## Start Working data

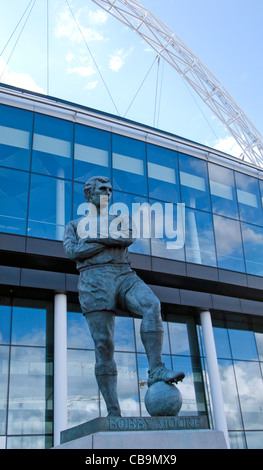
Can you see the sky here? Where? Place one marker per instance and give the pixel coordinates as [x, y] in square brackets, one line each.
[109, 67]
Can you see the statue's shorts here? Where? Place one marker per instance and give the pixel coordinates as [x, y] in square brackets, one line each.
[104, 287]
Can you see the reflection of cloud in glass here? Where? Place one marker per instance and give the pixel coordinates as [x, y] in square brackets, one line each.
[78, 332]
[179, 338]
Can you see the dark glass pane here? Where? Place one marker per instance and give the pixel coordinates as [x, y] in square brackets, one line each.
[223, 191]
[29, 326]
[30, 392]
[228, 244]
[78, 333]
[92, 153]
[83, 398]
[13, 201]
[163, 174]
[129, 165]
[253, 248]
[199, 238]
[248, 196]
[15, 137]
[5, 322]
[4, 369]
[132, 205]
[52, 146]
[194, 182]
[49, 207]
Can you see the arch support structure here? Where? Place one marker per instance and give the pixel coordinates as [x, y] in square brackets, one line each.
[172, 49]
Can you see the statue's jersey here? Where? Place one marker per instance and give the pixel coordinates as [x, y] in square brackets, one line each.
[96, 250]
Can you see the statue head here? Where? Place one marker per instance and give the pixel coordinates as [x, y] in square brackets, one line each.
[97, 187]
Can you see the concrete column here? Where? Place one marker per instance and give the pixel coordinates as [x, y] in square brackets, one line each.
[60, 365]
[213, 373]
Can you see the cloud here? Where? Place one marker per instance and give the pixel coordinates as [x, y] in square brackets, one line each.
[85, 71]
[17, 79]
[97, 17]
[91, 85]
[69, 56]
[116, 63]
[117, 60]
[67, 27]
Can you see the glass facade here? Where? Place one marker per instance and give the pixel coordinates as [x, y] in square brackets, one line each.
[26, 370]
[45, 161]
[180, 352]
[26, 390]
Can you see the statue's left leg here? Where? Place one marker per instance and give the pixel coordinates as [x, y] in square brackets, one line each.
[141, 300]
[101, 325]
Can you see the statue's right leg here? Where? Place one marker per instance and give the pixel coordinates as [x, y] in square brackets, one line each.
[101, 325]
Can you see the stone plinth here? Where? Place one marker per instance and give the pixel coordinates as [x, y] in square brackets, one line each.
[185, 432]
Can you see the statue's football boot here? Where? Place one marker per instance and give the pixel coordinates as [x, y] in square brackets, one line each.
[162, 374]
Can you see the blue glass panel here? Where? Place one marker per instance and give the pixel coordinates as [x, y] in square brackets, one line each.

## End Working data

**What needs to be done**. From the line holding "Can you see the statue's right" down to the final line above, quote every line exactly and only those lines.

**Right answer**.
Can you see the statue's right leg here? Where? Place one marker per instance and give the pixel coordinates as [x, y] in square brackets, one line each.
[101, 325]
Can you see the stone plinth here? Where? Place one marker per instance and give the pixel coordinates as [x, y] in square brackets, one line each.
[185, 432]
Can you see the statue's football boot here? Where? Place one marker per instance and give the pixel coordinates as [x, y] in square brackets, one line each.
[162, 374]
Can you see the blue glass panel here? Where? Place one marker per instance and give the pixel coordinates as [x, y] in square brackets, one line each.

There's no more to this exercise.